:: Work instructions ::
Copy the items below word for word, starting at the line that contains "Task: find the dining" and stopping after the final line of the items.
╔══
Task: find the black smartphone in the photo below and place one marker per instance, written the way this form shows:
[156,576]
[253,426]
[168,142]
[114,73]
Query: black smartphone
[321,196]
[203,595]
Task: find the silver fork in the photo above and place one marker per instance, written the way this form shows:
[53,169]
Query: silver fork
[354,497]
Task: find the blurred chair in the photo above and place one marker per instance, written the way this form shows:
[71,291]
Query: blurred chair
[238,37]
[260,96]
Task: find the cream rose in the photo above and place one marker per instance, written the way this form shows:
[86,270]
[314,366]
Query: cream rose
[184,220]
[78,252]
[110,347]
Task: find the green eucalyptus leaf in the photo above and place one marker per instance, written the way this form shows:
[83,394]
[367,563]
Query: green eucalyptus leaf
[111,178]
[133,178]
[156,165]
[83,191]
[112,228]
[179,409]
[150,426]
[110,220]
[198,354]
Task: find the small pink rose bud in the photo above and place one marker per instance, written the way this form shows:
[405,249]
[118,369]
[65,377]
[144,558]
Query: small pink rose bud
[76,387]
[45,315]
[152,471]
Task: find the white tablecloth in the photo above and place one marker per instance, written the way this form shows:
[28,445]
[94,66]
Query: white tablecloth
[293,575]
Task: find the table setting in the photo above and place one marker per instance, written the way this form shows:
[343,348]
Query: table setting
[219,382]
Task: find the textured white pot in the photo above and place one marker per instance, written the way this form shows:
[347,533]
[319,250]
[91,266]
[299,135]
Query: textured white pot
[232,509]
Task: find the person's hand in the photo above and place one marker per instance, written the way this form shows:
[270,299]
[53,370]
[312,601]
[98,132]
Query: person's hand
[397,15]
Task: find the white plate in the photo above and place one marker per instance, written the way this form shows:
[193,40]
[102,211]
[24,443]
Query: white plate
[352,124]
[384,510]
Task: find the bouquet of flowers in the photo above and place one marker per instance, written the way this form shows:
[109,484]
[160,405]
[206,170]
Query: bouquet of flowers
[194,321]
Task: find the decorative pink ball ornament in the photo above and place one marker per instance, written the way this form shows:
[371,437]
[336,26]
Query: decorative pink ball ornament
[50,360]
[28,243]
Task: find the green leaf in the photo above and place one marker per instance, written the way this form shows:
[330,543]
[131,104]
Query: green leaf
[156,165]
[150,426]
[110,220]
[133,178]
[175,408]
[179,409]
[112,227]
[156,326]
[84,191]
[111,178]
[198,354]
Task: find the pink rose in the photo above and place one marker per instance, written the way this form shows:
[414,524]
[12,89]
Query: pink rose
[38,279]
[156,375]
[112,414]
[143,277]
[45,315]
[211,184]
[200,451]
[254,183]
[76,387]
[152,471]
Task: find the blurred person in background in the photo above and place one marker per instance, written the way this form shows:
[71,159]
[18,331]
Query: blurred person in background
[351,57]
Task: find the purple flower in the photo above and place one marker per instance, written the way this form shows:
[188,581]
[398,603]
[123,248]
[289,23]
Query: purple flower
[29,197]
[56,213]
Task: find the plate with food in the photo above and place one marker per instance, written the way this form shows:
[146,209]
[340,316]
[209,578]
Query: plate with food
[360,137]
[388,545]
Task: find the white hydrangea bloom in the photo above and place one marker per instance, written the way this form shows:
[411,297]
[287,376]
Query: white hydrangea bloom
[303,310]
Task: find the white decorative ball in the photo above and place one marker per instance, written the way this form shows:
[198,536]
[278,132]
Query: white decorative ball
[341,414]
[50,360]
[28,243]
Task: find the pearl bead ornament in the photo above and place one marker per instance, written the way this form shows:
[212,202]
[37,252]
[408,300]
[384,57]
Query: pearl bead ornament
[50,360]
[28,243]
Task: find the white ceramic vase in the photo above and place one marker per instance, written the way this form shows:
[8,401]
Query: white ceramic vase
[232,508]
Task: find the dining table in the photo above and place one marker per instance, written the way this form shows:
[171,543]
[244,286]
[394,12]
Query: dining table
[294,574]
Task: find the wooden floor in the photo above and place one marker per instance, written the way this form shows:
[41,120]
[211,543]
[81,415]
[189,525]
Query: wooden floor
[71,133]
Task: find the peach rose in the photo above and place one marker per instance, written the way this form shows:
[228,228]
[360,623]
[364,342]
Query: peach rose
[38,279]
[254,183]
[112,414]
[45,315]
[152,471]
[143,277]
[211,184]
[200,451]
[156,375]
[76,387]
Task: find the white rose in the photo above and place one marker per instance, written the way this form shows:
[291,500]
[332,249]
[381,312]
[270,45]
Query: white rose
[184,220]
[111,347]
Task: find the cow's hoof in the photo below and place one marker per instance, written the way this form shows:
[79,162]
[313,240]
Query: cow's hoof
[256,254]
╚══
:: Task result ::
Task: find the dining table in the photo above and place one marker per instance, written the way this form shows:
[171,543]
[244,286]
[394,12]
Query: dining table
[294,574]
Task: find the wooden floor in the photo above and place one marker per instance, written the way this form shows:
[41,120]
[211,543]
[81,415]
[189,525]
Query: wooden floor
[71,133]
Task: find the peach rose in the photo above and place one marker per instance, written the way this form shows:
[228,228]
[360,623]
[364,342]
Query: peach rose
[38,279]
[254,183]
[112,414]
[45,315]
[152,471]
[143,277]
[211,184]
[200,451]
[156,375]
[76,387]
Task: find the white rose in the photo above and place one marker per instance, written the way this form shows:
[291,500]
[332,249]
[381,312]
[270,45]
Query: white rose
[184,220]
[111,347]
Task: find the cow's hoof in the photo below and place one marker per instance, written the way this form shows:
[79,162]
[313,240]
Query: cow's hoof
[256,254]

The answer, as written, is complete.